▶ [Short exercise]: Reproduce the following lines without any changes.

▶ [Supplied information]:
========

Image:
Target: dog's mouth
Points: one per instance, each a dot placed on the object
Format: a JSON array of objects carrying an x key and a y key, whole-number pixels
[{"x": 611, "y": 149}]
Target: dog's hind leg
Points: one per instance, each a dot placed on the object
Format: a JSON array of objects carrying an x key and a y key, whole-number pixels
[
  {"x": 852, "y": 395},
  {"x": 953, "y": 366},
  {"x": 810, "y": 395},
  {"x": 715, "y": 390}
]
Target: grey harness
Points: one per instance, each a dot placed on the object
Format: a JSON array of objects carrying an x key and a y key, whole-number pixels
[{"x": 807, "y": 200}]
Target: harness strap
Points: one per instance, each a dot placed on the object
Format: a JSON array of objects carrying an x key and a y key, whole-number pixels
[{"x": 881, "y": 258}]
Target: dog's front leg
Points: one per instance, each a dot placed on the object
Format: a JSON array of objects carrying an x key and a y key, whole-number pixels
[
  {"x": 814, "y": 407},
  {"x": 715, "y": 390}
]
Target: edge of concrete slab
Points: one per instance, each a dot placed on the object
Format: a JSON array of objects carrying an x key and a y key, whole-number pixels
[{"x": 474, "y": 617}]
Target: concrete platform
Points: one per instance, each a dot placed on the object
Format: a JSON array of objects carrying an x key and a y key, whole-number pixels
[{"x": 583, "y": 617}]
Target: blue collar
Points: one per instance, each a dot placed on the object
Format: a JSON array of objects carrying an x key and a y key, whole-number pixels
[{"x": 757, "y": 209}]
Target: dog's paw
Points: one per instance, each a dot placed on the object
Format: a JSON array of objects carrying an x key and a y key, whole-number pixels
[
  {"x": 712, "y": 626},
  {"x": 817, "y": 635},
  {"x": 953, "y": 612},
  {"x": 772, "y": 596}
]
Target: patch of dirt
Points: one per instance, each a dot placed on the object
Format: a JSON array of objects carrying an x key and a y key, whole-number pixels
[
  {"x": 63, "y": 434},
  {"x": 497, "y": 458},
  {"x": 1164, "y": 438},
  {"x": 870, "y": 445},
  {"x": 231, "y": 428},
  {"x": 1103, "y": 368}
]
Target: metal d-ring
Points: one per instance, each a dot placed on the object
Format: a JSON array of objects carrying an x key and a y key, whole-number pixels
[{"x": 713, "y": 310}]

========

▶ [Exercise result]:
Image:
Target: dog's mouth
Points: one per instance, each a dot placed on the object
Format: a JSON array of objects carrying an x key and a y key, whole-number pixels
[{"x": 611, "y": 149}]
Target: dog's hind leg
Points: one per instance, each a dot placed on the object
Format: a JSON array of objects carrying an x key and a y key, whole-number pixels
[
  {"x": 852, "y": 395},
  {"x": 953, "y": 366},
  {"x": 810, "y": 395},
  {"x": 715, "y": 390}
]
Target: grey harness
Points: one per instance, each a dot placed on the object
Format: a JSON array of objects carrying an x key and a y key, whole-number pixels
[{"x": 807, "y": 200}]
Target: harness strap
Points: one per instance, each a dot placed on the object
Format: a JSON array of objects carrying an x key and a y key, whole-number pixels
[{"x": 881, "y": 258}]
Target: dog's front leg
Points: one per instance, each a dot placed on the object
Format: a JSON array of objects carrying an x key and a y key, whole-number pixels
[
  {"x": 814, "y": 407},
  {"x": 715, "y": 390}
]
Target: edge of concrete slab
Points: one per instance, each a dot placed on the object
Format: a JSON array of objects carrying an x key and a y key, whole-number pixels
[{"x": 474, "y": 617}]
Target: concrete platform
Points: one per instance, each a dot placed on the object
Format: a JSON array of objects carrying an x key and a y key, whole-number pixels
[{"x": 583, "y": 617}]
Target: blue collar
Points: one per instance, each a dot placed on the object
Format: a JSON array of objects carrying an x key and a y key, whole-number pixels
[{"x": 757, "y": 209}]
Target: dog's paw
Points: one per instance, each a dot placed on the object
Format: a JSON array of objects carrying an x key and a y key, whole-number pixels
[
  {"x": 712, "y": 626},
  {"x": 817, "y": 635},
  {"x": 953, "y": 612},
  {"x": 772, "y": 596}
]
Target: patch of dirt
Points: one per instance, each a dot placed on the object
Format: a JSON array of objects carrying an x key and a y key, whole-number pixels
[
  {"x": 63, "y": 434},
  {"x": 497, "y": 458},
  {"x": 1164, "y": 438},
  {"x": 870, "y": 445},
  {"x": 231, "y": 428},
  {"x": 1103, "y": 368}
]
Target: metal d-ring
Points: one per instance, each a dot placed on the object
Format: a JSON array of objects carrying an x key and a y key, whole-number pixels
[{"x": 713, "y": 310}]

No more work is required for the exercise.